◆ **Given task**: Report how many lines in the data below contain the string "painted". Give only the number.

◆ **Dataset entries**:

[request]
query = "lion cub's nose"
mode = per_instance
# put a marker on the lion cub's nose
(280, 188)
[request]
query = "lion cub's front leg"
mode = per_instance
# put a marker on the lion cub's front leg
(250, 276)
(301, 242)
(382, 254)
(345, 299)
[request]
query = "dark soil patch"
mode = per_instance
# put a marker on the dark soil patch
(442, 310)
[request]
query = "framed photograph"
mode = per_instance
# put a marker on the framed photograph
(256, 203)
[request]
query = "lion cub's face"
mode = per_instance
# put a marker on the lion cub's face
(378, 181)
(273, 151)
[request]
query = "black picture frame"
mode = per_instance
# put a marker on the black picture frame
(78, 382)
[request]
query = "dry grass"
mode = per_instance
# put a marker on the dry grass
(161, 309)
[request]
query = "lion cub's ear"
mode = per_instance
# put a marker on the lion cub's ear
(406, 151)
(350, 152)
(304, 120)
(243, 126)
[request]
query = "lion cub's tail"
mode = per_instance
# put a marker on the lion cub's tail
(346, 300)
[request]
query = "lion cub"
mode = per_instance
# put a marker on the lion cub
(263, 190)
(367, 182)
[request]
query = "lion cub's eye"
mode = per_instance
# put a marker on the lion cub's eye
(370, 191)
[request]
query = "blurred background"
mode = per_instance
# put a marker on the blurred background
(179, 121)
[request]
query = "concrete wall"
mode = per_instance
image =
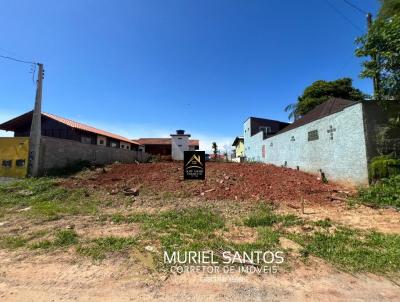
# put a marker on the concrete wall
(58, 153)
(180, 143)
(343, 158)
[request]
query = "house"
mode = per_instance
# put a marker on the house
(238, 152)
(63, 142)
(173, 146)
(59, 127)
(337, 137)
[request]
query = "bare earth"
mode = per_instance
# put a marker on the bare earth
(62, 275)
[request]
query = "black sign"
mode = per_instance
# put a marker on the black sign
(194, 165)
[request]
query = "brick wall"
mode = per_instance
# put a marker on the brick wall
(58, 153)
(343, 158)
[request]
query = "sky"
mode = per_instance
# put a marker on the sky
(144, 68)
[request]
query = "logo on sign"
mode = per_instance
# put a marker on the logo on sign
(194, 165)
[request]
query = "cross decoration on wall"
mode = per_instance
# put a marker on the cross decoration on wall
(331, 130)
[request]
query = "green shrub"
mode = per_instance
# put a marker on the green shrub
(384, 193)
(383, 167)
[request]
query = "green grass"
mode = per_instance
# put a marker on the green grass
(353, 250)
(325, 223)
(384, 193)
(12, 242)
(264, 216)
(99, 248)
(63, 238)
(45, 199)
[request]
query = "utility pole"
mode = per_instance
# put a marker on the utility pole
(376, 78)
(36, 126)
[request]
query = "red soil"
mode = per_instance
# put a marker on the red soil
(223, 181)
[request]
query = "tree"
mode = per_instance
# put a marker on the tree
(319, 92)
(215, 149)
(389, 8)
(382, 45)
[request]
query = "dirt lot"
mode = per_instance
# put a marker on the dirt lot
(223, 181)
(117, 239)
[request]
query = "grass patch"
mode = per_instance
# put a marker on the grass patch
(384, 193)
(354, 250)
(264, 216)
(46, 199)
(12, 242)
(325, 223)
(63, 238)
(99, 248)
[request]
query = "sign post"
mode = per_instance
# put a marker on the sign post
(194, 165)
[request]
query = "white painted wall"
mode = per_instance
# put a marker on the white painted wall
(342, 159)
(180, 143)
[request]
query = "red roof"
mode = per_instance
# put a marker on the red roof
(87, 128)
(163, 141)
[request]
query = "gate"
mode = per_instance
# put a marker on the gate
(14, 156)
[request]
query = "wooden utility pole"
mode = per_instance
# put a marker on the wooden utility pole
(376, 78)
(34, 139)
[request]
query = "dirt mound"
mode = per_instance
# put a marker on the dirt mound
(223, 181)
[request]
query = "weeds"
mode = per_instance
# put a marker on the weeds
(63, 238)
(99, 248)
(264, 216)
(354, 250)
(384, 193)
(12, 242)
(44, 199)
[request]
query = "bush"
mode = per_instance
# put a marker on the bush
(383, 166)
(384, 193)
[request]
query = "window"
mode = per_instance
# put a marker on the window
(313, 135)
(266, 129)
(86, 140)
(7, 163)
(20, 163)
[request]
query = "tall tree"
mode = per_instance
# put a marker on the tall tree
(389, 8)
(382, 45)
(319, 92)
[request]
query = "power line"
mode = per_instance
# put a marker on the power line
(17, 60)
(344, 16)
(355, 7)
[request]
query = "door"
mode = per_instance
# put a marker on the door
(14, 156)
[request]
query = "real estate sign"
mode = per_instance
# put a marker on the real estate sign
(194, 165)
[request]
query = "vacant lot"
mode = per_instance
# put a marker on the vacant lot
(100, 235)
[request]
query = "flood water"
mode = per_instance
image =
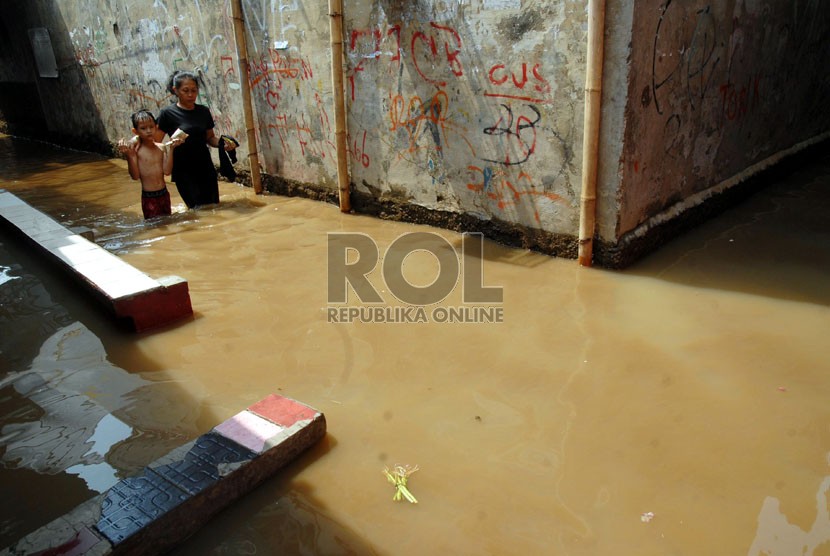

◆ **The solution**: 2